ИСХОДНЫЙ ТЕКСТ
▼

При сопоставлении схем 2 и 3 можно заметить, что полные соответствия между понятиями, указанными в аналогичных сегментах, выдерживаются не всегда. Так, например, процессы, стоящие за «восприятиями» и «ощущениями» в схеме 3 более многообразны, чем «видеть» и «слышать» из схемы 2. Эти расхождения могут быть обоснованы. Так, в частности, допустимо полагать, что «обонять», «осязать» и т.п., будучи наиболее древними и элементарными по структуре нейропсихическими процессами, не получили (на ранних этапах развития человечества, а поэтому и в словаре А. Вежбицкой) самостоятельного словесного воплощения и поэтому не обособлены в антропологии.
Также в перечне А.Вежбицкой отсутствуют слова, связанные с половой жизнью, что, несмотря на реальность и необходимость этой формы активности человека, по-своему свидетельствует против абсолютизации либидо как источника жизненной энергии человека. [ Локализация психики в гениталиях и животе-омфалопсихия – лишь начальный этап формирования человеческого в человеке. Именно поэтому ненормативная лексика воспитанным человеком и воспринимается – даже интуитивно – как неприемлемая. Мы предполагаем посвятить этой проблеме специальную публикацию. ]
Но зато этот «антропологический словарь» во многом совпадает с перечнем психических процессов (соотв. – деяний), упоминаемых при повседневном исповедании грехов в вечернем молитвенном правиле: «Исповедаю … вся моя грехи, яже содеях … делом, словом, помышлением, зрением, слухом, обонянием, вкусом, осязанием и всеми моими чувствами, душевными вкупе и телесными…». За «словом» может стоять «говорить», а помышление недифференцированно содержит в себе «думать», «знать», «хотеть». В этом ряду поражают не столько расхождения, сколько совпадения.

▲

ИСХОДНЫЕ ЗАПИСИ
▼

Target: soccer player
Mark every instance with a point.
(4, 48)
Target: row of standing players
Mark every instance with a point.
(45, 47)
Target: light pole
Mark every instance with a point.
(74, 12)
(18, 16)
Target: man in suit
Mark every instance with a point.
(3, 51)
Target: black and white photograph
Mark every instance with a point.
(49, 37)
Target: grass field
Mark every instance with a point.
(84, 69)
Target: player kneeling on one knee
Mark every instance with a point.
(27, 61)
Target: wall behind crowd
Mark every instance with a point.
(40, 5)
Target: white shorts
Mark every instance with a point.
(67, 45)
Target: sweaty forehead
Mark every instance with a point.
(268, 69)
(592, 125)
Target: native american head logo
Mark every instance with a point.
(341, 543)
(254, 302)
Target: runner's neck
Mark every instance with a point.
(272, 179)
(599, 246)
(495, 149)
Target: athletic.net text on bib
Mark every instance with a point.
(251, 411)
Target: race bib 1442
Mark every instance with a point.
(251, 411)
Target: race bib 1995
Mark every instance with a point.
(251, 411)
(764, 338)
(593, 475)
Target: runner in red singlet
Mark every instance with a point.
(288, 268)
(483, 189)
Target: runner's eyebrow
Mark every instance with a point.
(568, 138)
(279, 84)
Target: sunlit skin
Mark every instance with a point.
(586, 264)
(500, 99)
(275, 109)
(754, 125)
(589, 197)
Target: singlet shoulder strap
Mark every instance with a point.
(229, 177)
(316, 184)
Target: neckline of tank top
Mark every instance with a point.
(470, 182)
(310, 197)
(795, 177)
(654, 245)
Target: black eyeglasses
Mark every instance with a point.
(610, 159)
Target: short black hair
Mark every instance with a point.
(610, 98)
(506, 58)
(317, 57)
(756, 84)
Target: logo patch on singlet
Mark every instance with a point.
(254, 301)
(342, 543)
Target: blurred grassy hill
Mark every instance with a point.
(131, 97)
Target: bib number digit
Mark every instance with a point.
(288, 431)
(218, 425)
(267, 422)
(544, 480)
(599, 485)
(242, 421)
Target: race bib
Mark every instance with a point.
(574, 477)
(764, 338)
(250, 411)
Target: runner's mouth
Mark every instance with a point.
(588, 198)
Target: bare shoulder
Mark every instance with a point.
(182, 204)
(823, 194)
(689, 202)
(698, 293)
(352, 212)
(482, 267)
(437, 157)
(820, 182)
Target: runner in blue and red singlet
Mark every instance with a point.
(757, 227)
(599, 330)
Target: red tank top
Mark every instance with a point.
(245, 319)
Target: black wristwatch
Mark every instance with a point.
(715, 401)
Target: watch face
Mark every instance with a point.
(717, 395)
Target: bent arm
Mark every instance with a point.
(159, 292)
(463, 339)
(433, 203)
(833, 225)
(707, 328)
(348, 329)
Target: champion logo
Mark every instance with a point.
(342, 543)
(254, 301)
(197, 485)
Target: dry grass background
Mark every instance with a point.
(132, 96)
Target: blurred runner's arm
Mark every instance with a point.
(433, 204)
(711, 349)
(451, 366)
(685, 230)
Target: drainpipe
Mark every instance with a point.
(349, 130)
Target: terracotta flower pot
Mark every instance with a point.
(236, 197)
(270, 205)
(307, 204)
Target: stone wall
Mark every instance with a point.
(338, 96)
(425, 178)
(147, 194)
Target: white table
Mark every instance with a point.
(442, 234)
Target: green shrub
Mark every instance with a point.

▲

УСЛОВИЕ ЗАДАНИЯ
Перепишите полностью и без единого изменения приведённый выше текст о сопоставлении схем 2 и 3 и словаре А. Вежбицкой.

РЕЗУЛЬТАТ ВЫПОЛНЕНИЯ
При сопоставлении схем 2 и 3 можно заметить, что полные соответствия между понятиями, указанными в аналогичных сегментах, выдерживаются не всегда. Так, например, процессы, стоящие за «восприятиями» и «ощущениями» в схеме 3 более многообразны, чем «видеть» и «слышать» из схемы 2. Эти расхождения могут быть обоснованы. Так, в частности, допустимо полагать, что «обонять», «осязать» и т.п., будучи наиболее древними и элементарными по структуре нейропсихическими процессами, не получили (на ранних этапах развития человечества, а поэтому и в словаре А. Вежбицкой) самостоятельного словесного воплощения и поэтому не обособлены в антропологии.
Также в перечне А.Вежбицкой отсутствуют слова, связанные с половой жизнью, что, несмотря на реальность и необходимость этой формы активности человека, по-своему свидетельствует против абсолютизации либидо как источника жизненной энергии человека. [ Локализация психики в гениталиях и животе-омфалопсихия – лишь начальный этап формирования человеческого в человеке. Именно поэтому ненормативная лексика воспитанным человеком и воспринимается – даже интуитивно – как неприемлемая. Мы предполагаем посвятить этой проблеме специальную публикацию. ]
Но зато этот «антропологический словарь» во многом совпадает с перечнем психических процессов (соотв. – деяний), упоминаемых при повседневном исповедании грехов в вечернем молитвенном правиле: «Исповедаю … вся моя грехи, яже содеях … делом, словом, помышлением, зрением, слухом, обонянием, вкусом, осязанием и всеми моими чувствами, душевными вкупе и телесными…». За «словом» может стоять «говорить», а помышление недифференцированно содержит в себе «думать», «знать», «хотеть». В этом ряду поражают не столько расхождения, сколько совпадения.